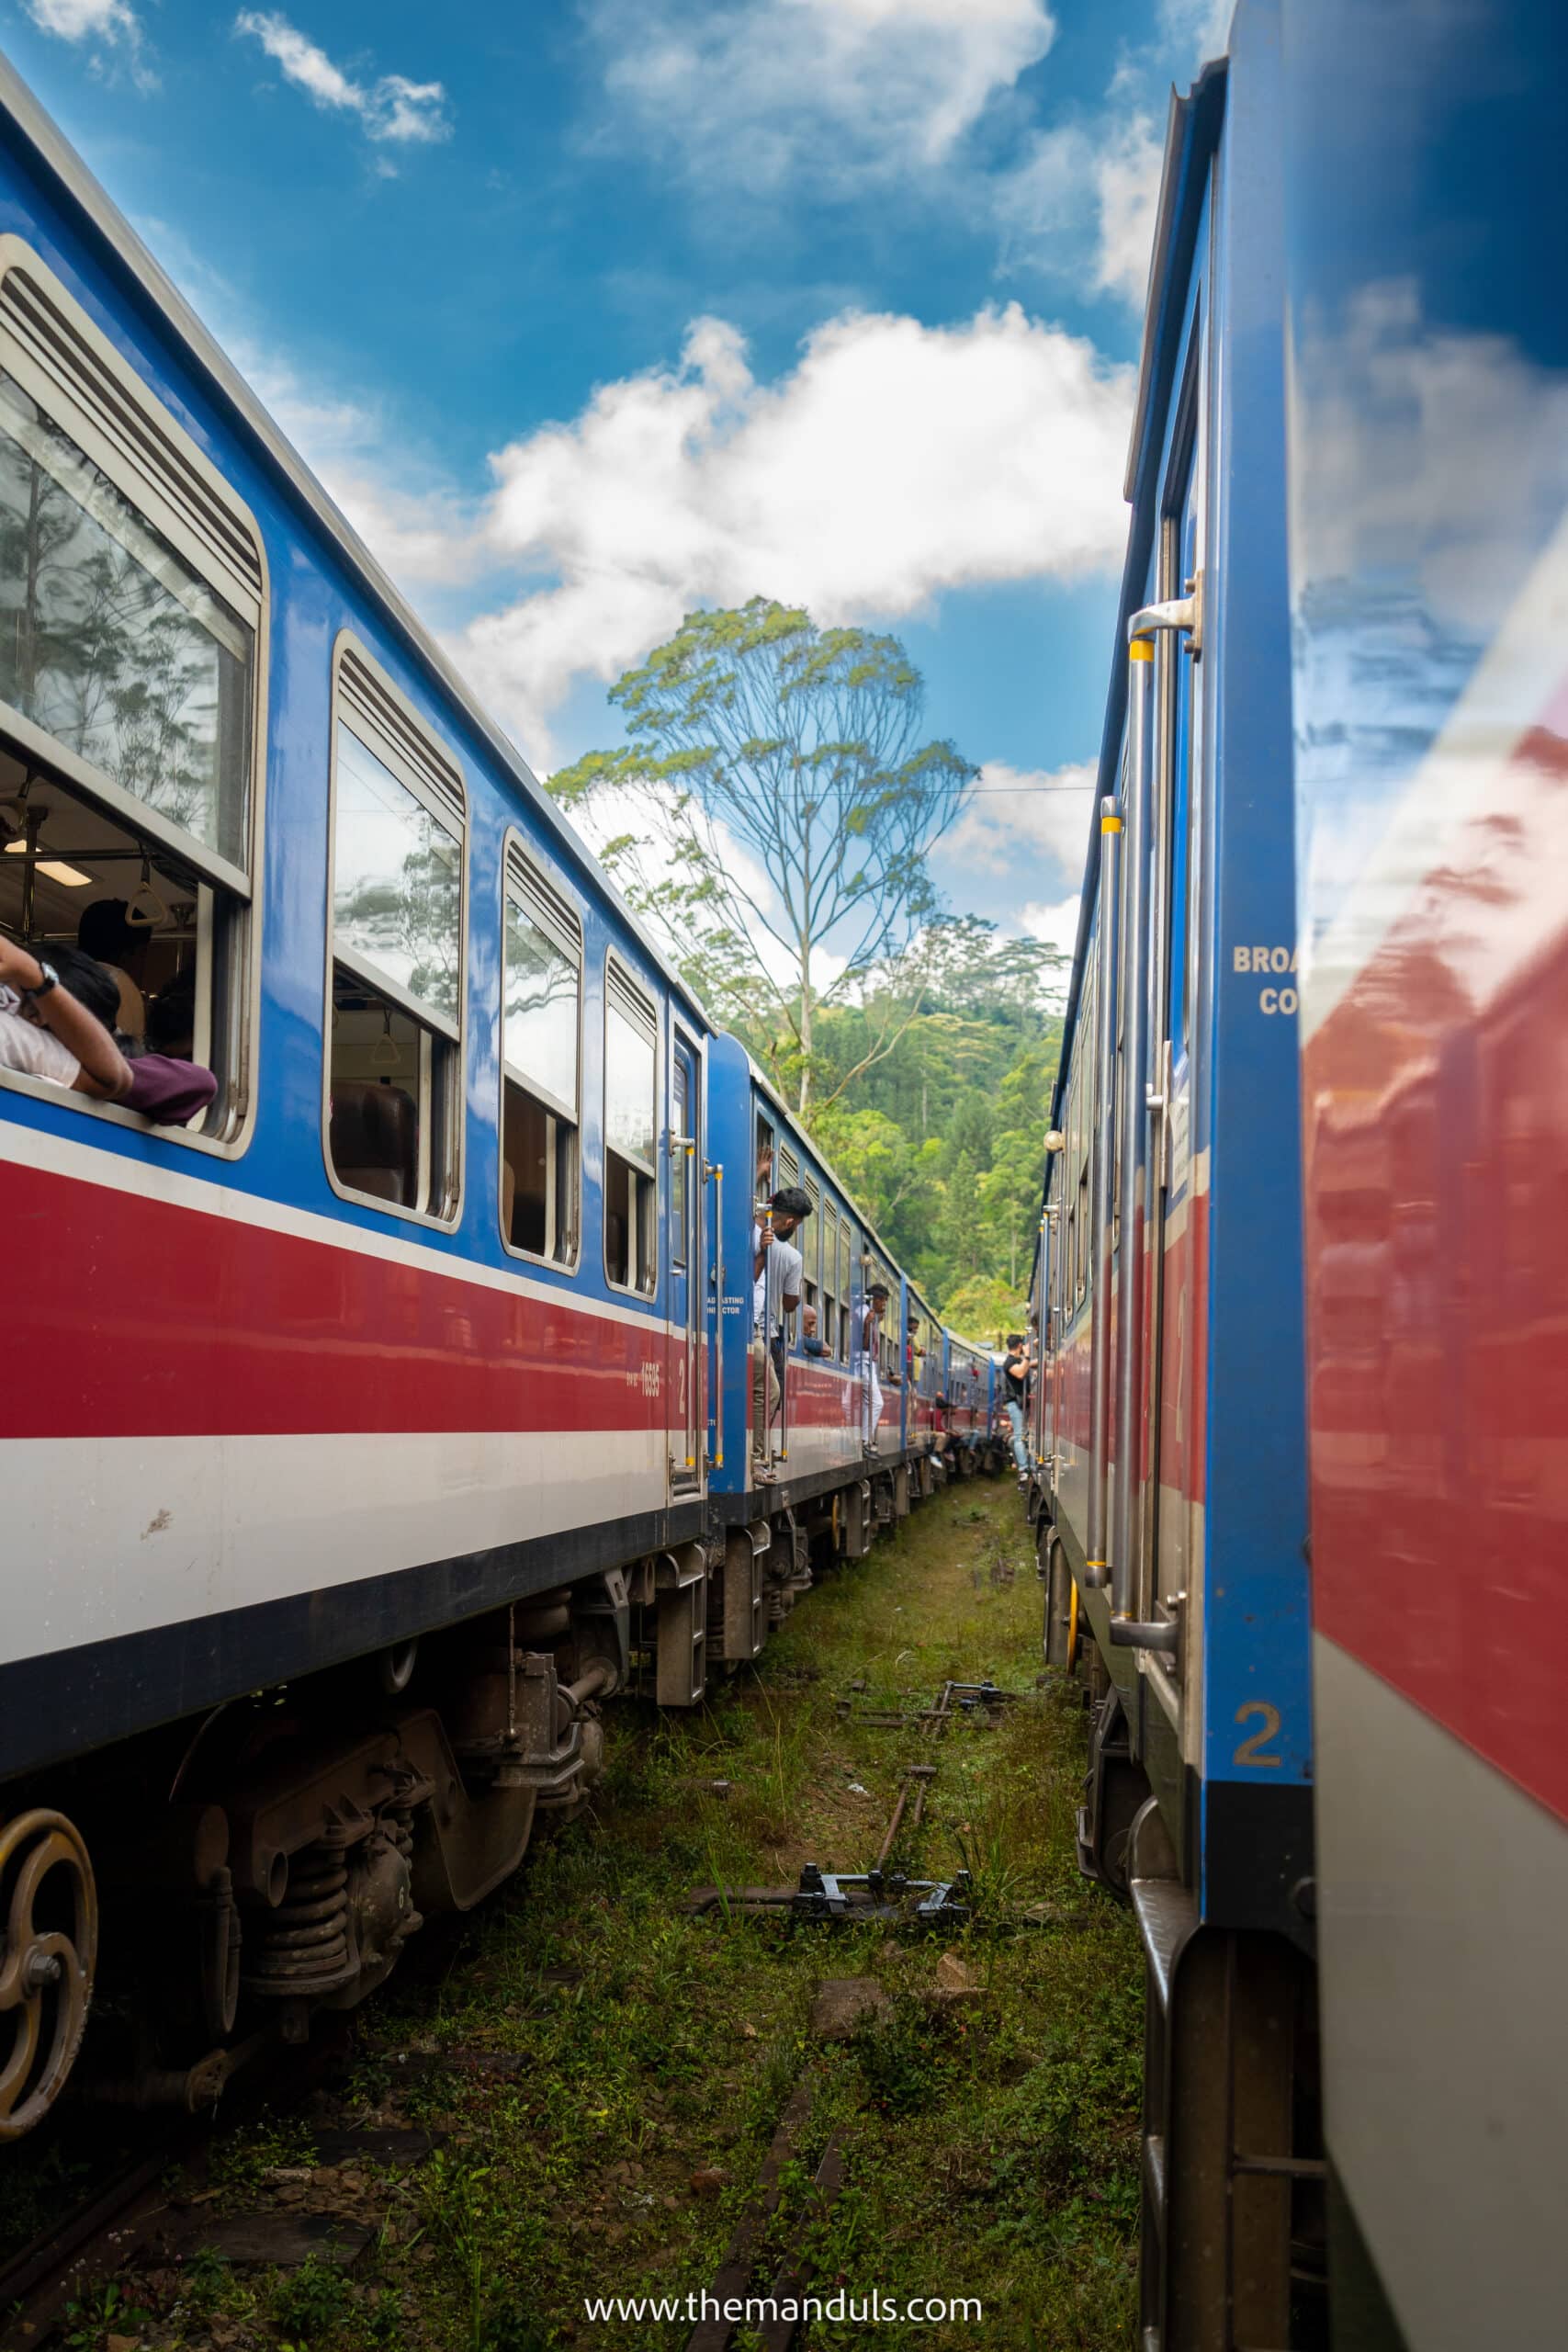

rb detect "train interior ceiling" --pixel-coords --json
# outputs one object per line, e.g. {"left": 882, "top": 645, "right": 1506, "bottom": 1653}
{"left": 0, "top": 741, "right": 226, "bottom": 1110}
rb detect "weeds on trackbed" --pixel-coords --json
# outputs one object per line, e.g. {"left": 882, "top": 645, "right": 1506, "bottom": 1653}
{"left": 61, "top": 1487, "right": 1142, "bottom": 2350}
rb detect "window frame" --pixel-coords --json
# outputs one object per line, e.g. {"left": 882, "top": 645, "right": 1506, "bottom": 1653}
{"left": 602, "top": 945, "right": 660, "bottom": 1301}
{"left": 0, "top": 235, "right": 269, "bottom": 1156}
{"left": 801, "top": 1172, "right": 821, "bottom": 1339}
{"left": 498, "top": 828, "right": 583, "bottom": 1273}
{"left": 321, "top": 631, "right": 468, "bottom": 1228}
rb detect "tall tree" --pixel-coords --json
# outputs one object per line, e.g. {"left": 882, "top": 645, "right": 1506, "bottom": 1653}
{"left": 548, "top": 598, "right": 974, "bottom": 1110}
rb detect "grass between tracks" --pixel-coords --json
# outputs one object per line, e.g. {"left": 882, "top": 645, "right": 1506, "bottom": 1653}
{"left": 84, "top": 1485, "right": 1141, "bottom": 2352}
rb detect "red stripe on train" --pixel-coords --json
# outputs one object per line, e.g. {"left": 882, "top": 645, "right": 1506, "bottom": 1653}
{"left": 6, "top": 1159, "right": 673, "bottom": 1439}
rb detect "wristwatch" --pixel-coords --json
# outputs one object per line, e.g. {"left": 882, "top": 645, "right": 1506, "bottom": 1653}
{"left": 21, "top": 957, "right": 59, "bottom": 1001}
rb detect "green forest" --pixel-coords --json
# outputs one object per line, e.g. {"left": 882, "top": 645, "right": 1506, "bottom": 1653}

▶ **What the task requires**
Copy each line from the data that features the string "train".

▶ **Written answer**
rb detect "train interior ceiling" --pixel-coords --json
rb detect "red stripe on train" --pixel-coords --json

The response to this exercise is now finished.